#### [APPLY WHAT YOU READ]
(1) In the passage about Ramsey Campbell below, what shows that he writes more than horror? Answer in one to three sentences.
(2) Resume the passage about Ramsey Campbell below, starting right after its last sentence.

::: SELECTED PASSAGE

Since first gaining recognition for his work in the 1960’s Ramsey Campbell has been widely praised as the one of the leading authors of horror, labeled by some as an equal to Lovecraft himself. He has worked in dark fantasy, thrillers, and science fiction as well, with his work winning countless awards. Ramsey is a lifelong president of the British Fantasy Society.
His newest works include the novella out now, The Last Revelation of Gla’aki, the new collection Holes for Faces due out in August, and the forthcoming novella The Pretence due out this Fall.
What were you like as a child? What would you say are some of your fondest memories from that time?

::::::
::: MATERIAL SUPPLIED

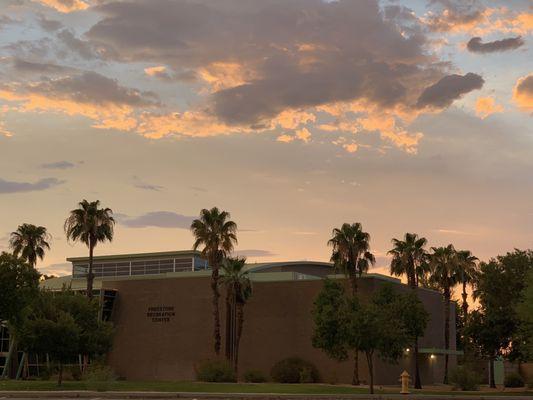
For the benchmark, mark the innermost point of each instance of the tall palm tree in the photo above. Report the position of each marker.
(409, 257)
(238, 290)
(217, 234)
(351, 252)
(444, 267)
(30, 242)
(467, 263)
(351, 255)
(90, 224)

::::::
::: MATERIAL SUPPLIED

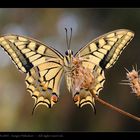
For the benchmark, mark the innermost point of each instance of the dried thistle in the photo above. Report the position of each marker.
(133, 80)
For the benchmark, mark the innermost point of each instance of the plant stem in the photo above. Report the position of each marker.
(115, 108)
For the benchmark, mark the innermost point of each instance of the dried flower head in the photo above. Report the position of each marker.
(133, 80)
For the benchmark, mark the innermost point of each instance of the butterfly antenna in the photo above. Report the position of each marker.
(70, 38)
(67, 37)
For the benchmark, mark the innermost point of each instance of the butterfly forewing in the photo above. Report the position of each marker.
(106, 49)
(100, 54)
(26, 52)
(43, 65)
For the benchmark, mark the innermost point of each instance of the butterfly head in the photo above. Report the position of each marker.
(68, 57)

::::::

#### [ANSWERS TO THIS EXERCISE]
(1) He is best known as a leading horror author, but he has also worked in dark fantasy, thrillers, and science fiction. His work in those other genres shows that his range goes beyond horror.

(2)
I suppose they would mostly involve my mother. When I was younger we drew pictures together, played word games and board games and cards and ball games, the last of which must have been a trial for her, since she’d suffered a prolapsed womb at my birth. She encouraged me to write and to finish what I wrote. Her favourite film, to which I accompanied her dutifully on each reissue, was Gone with the Wind, though often when she revisited a favourite old film or book her disappointment would convince her that someone unspecified had changed the text (Edgar Wallace novels, which proved less surprising than when she had first read them, were among the commonest offenders). At home we listened to radio shows together – plays and serials and comedies, though she never liked Spike Milligan’s “Goon Show” with its gleeful explosion of taboos – or simply sat by the fire and read (sometimes the same authors: Patricia Highsmith, Ray Bradbury, Cornelia Otis Skinner). I was always enthralled when she told me her memories: of Father Young, a Catholic priest who used to scuttle after her and her sister in Lon Chaney’s latest role; of working at Rushworth’s department store in Huddersfield where eventually she became a buyer and where her assistants used to confide all their problems to her; her years at the Ministry of War Transport, and the Christmas Day she had been working there alone while a man prowled the deserted street outside; her chaste love affairs which she always terminated; her pet dogs, one of which another dog-owner had kicked to death; the plots in great detail of films she’d admired, The Barretts of Wimpole Street, the Mamoulian Doctor Jekyll and Mr Hyde, the Claude Rains Phantom of the Opera… It was her way of sharing herself, which she did with a very few people – too few.
Do you remember what your very first favorite story was?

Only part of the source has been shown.